- [EXERCISE GOAL]: Work through the data and say how many lines contain "post". The number alone is the answer.

- [SUPPLIED MATERIAL]:

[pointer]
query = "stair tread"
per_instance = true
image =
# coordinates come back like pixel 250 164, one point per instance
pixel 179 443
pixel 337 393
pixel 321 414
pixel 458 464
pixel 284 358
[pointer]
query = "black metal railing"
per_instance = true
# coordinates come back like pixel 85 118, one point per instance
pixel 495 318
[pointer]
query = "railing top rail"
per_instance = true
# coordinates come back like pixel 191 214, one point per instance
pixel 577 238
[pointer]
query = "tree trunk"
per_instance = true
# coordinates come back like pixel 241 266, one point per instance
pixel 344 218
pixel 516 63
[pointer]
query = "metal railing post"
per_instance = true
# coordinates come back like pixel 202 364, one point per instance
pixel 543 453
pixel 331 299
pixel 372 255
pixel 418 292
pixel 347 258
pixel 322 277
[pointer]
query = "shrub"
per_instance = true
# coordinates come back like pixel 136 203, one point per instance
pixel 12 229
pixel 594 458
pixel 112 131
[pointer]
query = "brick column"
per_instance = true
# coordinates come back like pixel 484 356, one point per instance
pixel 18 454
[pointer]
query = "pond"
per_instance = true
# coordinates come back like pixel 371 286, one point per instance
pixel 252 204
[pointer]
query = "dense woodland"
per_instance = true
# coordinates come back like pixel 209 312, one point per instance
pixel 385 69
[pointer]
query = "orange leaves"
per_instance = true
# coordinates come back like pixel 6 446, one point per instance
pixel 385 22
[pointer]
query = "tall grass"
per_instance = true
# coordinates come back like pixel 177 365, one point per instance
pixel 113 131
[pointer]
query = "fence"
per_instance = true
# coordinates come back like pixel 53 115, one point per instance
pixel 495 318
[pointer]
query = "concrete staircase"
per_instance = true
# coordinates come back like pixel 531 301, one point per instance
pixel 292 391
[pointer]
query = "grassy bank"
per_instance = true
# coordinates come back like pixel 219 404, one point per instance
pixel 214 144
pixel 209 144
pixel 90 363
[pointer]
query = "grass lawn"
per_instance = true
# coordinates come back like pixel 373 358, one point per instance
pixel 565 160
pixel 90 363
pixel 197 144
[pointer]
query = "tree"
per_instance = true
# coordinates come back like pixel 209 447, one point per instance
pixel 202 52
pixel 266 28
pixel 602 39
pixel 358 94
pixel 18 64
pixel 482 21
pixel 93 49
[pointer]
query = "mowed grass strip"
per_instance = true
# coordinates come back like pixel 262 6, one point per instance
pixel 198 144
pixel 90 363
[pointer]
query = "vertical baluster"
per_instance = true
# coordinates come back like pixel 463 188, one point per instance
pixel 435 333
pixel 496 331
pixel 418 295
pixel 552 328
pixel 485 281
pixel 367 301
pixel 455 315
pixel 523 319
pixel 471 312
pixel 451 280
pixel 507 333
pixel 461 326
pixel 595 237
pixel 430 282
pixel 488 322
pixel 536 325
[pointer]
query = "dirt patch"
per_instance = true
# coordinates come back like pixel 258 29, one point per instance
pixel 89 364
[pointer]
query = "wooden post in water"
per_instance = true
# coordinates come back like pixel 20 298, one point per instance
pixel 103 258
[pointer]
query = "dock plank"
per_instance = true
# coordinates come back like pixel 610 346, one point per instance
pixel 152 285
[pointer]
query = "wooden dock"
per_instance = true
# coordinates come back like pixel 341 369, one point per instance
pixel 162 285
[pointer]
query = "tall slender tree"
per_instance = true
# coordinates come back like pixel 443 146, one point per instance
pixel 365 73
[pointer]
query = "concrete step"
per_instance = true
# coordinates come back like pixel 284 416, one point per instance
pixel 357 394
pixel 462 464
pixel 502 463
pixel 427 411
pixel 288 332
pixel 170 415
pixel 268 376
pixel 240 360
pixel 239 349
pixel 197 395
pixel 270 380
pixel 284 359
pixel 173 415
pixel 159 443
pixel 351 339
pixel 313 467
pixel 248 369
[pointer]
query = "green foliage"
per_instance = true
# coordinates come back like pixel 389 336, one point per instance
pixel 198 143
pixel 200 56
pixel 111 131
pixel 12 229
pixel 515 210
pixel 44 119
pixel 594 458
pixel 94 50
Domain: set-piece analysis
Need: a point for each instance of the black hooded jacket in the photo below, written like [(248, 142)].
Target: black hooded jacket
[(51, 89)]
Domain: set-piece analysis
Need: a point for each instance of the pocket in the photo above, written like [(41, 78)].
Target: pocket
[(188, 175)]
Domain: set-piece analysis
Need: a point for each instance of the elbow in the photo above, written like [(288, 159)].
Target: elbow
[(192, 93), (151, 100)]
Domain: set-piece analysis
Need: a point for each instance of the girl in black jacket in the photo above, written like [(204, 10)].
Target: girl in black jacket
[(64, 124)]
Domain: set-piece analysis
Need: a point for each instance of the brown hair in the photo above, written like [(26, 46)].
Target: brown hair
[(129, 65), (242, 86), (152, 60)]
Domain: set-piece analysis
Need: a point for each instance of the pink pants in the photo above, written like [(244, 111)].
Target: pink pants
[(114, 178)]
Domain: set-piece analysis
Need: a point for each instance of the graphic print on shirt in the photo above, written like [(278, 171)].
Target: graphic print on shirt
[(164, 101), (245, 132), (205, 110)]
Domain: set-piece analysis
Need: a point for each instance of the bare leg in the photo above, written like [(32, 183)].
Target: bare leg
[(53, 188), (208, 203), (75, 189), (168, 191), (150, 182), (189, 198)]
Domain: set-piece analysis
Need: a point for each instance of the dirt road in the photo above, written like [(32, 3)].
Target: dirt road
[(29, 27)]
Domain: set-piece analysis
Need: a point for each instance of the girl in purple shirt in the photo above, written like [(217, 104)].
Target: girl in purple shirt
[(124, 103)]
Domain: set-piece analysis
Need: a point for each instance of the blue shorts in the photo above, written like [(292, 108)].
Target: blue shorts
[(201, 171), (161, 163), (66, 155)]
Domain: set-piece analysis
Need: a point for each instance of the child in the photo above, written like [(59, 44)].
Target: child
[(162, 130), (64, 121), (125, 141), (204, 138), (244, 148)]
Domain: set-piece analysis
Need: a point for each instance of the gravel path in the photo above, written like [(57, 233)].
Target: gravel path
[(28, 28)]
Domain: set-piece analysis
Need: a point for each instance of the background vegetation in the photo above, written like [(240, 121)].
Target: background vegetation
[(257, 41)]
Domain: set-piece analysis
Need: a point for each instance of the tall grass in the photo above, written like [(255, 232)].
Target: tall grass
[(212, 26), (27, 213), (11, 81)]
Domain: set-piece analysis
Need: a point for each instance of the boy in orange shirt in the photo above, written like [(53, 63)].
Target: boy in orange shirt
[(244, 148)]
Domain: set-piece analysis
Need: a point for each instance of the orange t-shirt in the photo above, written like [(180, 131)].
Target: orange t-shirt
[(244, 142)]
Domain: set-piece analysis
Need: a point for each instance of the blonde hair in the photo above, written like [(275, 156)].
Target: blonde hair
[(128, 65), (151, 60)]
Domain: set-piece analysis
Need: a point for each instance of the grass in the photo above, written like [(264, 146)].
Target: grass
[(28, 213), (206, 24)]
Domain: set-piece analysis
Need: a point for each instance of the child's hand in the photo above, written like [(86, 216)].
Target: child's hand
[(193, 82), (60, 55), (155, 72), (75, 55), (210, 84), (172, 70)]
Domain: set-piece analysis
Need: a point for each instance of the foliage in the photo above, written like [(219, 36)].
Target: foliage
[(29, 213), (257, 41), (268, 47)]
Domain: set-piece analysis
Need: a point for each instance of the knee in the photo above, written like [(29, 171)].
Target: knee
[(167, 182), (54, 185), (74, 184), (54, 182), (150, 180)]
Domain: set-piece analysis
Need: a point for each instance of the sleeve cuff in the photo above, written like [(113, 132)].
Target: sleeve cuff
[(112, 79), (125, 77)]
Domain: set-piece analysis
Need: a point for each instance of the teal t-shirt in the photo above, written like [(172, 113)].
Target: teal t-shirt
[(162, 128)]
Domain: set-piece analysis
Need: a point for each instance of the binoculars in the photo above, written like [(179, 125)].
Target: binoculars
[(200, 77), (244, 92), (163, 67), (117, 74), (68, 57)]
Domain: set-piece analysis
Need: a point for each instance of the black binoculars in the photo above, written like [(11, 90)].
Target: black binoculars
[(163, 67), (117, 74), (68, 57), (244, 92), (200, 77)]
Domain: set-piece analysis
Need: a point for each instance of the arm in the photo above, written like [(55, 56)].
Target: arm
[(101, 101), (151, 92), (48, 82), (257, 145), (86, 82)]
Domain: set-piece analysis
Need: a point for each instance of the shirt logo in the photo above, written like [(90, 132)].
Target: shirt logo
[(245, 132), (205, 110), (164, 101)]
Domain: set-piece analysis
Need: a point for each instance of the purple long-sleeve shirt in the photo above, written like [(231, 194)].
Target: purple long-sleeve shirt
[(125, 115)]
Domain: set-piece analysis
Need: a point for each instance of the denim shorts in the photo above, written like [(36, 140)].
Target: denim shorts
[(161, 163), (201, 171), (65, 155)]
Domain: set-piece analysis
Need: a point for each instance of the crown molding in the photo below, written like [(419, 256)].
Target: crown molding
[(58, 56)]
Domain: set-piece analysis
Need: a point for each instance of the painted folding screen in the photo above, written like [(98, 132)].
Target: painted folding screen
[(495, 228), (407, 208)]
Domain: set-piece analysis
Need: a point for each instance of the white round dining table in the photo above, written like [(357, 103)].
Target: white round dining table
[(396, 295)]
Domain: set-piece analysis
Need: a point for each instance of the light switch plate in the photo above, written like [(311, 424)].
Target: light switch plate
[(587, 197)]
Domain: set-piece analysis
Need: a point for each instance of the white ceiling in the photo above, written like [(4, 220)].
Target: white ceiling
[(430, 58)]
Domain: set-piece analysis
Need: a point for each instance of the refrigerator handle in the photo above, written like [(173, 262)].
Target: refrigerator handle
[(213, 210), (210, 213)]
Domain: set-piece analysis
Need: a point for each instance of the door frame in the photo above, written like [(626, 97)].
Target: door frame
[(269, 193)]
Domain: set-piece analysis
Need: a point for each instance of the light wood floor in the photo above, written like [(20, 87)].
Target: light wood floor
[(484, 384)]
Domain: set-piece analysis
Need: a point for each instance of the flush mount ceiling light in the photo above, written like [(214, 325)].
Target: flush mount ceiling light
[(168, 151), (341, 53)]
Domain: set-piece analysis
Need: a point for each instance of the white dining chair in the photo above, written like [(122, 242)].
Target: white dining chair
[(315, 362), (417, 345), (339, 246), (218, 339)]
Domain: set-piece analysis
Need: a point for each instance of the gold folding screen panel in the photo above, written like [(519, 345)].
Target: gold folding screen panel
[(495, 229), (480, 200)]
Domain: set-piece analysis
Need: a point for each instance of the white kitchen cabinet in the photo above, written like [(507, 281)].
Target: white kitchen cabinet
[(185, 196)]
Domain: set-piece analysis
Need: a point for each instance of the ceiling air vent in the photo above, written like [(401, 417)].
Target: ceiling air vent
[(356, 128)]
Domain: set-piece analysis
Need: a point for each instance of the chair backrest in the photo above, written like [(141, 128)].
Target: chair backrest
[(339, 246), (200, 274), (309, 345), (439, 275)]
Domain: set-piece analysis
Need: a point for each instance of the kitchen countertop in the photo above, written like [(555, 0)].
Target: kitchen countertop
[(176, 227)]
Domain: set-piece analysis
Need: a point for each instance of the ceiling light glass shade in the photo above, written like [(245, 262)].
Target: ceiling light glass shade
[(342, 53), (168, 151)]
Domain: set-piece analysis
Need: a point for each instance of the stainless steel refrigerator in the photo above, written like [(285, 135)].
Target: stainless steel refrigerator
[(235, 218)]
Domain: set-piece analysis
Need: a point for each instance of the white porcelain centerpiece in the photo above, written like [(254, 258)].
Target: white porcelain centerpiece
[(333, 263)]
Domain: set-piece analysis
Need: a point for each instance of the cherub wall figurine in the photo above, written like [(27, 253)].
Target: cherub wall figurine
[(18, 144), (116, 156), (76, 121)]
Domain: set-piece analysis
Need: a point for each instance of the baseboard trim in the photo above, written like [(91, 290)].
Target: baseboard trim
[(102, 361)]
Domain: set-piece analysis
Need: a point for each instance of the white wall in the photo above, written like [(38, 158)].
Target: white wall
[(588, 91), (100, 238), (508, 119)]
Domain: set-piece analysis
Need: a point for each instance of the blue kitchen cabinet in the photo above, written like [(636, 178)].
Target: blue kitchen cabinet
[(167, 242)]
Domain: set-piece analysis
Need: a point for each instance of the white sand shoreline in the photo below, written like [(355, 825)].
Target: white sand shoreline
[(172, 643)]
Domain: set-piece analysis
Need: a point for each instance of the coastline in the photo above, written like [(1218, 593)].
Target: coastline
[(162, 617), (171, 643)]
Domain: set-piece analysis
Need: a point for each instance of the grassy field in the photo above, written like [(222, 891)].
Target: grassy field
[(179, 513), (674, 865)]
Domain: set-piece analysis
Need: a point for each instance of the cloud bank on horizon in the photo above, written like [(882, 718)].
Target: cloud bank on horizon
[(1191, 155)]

- [WRITTEN REPLY]: 2